• **What you have to do**:
In the items below, starting at the line with "Plain rules. Mark every instance of the yellow" and continuing through the last item, change every "Report" to "Points" and copy the rest without alteration.
>> start Recorded information
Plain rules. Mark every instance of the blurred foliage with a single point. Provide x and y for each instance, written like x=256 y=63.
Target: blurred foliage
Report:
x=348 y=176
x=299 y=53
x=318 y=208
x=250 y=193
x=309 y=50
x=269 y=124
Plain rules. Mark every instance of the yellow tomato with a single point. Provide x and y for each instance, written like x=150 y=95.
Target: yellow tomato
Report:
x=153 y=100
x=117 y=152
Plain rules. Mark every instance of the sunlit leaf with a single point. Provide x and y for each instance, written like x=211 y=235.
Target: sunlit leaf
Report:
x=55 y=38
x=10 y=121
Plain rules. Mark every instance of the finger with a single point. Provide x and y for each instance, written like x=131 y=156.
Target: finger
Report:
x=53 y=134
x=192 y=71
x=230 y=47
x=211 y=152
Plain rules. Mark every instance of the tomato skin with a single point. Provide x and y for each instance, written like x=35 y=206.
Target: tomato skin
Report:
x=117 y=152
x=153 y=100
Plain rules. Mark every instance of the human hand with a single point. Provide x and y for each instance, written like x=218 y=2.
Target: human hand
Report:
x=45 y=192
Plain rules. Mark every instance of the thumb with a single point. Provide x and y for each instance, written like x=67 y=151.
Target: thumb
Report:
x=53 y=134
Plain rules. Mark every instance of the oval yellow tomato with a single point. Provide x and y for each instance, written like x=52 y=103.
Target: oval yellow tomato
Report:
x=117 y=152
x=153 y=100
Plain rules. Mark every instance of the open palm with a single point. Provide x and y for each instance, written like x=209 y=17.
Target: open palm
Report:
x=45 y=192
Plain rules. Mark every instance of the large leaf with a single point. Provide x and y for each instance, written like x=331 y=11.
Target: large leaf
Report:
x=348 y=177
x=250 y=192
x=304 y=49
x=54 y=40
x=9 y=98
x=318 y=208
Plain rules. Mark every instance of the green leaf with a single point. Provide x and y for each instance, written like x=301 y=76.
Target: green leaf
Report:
>> end Recorded information
• **Output for this task**:
Plain rules. Mark every instance of the yellow tomato with a single point. Provide x and y for each instance, written like x=150 y=95.
Target: yellow tomato
Points:
x=153 y=100
x=117 y=152
Plain rules. Mark every instance of the sunlit leaf with a single point. Provide x and y for each instance, written like x=211 y=235.
Target: sunlit leaf
Points:
x=55 y=38
x=10 y=121
Plain rules. Mark every instance of the finger with a single point. Provide x and y for each instance, written like x=131 y=156.
Target: finger
Points:
x=53 y=134
x=192 y=71
x=230 y=47
x=211 y=152
Plain rules. Mark every instance of the tomato skin with a single point. Provide x and y for each instance, written like x=35 y=206.
Target: tomato skin
Points:
x=117 y=152
x=153 y=100
Plain rules. Mark every instance of the human hand with a single point. Provide x and y for each instance, written like x=218 y=2.
Target: human hand
Points:
x=45 y=192
Plain rules. Mark every instance of the thumb with a single point. Provide x and y for each instance, written like x=67 y=151.
Target: thumb
Points:
x=53 y=134
Plain rules. Mark every instance of the oval yellow tomato with a single point. Provide x and y for each instance, written like x=52 y=103.
Target: oval yellow tomato
Points:
x=117 y=152
x=153 y=100
Plain rules. Mark every instance of the open palm with a single point. Provide x and y for each instance, written like x=209 y=17.
Target: open palm
Points:
x=45 y=192
Plain rules. Mark every instance of the large leaf with a single point. Provide x and y for each instance, written like x=331 y=11.
Target: large leaf
Points:
x=348 y=177
x=250 y=192
x=304 y=49
x=54 y=40
x=9 y=98
x=318 y=208
Plain rules. Mark every instance of the green leaf with a single point. Provide x and y for each instance, written like x=301 y=76.
Target: green leaf
Points:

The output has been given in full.